*** Opening of SOURCE RECORDS ***

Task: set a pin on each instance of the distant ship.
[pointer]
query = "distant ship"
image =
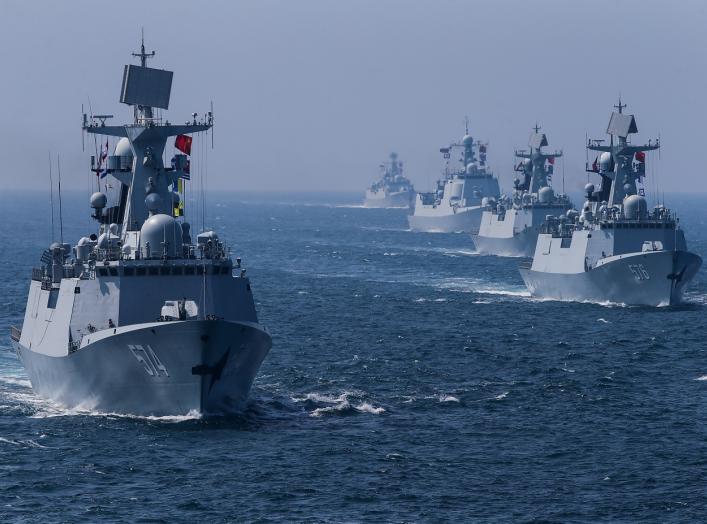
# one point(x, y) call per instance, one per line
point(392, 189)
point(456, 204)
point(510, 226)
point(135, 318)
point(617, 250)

*** Close of SOURCE RECORDS ***
*** Opening of SOURCE RECORDS ***

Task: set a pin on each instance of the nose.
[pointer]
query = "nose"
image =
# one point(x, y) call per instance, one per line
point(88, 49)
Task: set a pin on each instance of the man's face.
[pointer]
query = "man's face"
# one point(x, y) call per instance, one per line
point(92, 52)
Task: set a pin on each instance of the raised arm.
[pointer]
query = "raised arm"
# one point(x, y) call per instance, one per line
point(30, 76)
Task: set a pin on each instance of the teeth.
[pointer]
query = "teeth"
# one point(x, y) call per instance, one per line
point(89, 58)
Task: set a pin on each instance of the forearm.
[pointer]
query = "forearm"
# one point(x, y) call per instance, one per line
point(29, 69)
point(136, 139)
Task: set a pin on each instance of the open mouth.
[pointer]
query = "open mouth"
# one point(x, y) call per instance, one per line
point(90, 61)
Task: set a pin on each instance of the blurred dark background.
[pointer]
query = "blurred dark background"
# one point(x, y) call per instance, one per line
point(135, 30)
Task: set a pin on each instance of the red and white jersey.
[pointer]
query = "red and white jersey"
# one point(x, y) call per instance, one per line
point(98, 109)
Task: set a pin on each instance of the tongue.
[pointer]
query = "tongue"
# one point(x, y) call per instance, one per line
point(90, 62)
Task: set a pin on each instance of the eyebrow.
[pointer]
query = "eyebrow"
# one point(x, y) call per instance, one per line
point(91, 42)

*** Close of SOURCE RECORDS ***

[ABOUT THIS EXERCISE] Show the lines of the entries that include the string "blurred", copying each in full.

[EXERCISE RESPONSE]
Task: set a pin on each instance of the blurred dark background.
query = "blurred dark background"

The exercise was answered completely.